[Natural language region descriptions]
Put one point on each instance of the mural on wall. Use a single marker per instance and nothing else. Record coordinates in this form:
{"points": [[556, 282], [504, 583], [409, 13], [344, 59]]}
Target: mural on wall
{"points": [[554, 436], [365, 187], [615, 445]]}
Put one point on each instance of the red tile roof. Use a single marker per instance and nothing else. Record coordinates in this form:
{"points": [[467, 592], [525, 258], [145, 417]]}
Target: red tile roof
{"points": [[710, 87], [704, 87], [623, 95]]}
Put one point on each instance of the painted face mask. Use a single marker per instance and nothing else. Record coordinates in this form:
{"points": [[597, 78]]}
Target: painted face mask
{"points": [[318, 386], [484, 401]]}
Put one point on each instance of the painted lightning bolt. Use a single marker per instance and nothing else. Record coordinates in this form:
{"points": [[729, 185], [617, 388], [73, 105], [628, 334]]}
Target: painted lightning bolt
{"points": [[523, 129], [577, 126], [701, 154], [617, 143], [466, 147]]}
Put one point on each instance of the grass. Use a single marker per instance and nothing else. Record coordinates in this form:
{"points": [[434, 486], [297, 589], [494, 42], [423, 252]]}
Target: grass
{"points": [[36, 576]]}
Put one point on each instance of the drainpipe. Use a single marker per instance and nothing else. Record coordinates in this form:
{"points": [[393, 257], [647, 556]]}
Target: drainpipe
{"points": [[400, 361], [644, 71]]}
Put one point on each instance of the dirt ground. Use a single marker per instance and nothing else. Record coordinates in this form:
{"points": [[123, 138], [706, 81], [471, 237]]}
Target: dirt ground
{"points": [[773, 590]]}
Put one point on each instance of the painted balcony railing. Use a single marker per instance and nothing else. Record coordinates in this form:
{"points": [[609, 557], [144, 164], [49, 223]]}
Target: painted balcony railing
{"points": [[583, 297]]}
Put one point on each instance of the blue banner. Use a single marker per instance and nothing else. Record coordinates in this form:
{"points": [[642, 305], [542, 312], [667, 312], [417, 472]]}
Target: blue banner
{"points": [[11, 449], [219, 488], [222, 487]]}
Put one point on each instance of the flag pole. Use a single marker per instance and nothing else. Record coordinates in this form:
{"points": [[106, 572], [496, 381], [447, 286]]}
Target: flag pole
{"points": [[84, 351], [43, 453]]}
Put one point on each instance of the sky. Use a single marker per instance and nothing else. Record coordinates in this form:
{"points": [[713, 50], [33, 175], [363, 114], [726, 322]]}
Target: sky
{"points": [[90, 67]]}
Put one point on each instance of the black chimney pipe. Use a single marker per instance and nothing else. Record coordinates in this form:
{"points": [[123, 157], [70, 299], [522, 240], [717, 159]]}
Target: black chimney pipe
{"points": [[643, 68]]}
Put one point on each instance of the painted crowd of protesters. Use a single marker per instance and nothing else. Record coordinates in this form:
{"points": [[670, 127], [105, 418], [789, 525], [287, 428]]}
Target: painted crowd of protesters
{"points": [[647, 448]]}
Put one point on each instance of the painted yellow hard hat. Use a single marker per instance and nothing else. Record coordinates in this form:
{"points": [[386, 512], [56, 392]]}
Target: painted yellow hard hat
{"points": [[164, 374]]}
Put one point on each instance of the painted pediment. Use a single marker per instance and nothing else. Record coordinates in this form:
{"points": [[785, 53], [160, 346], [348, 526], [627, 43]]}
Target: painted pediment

- [Problem to solve]
From the entries above, collect every line with the string "pediment" in it.

- [Solution to the problem]
Put one point on each instance of the painted pediment. Use a single marker per instance and nothing else. Record coordinates in this form:
Target: painted pediment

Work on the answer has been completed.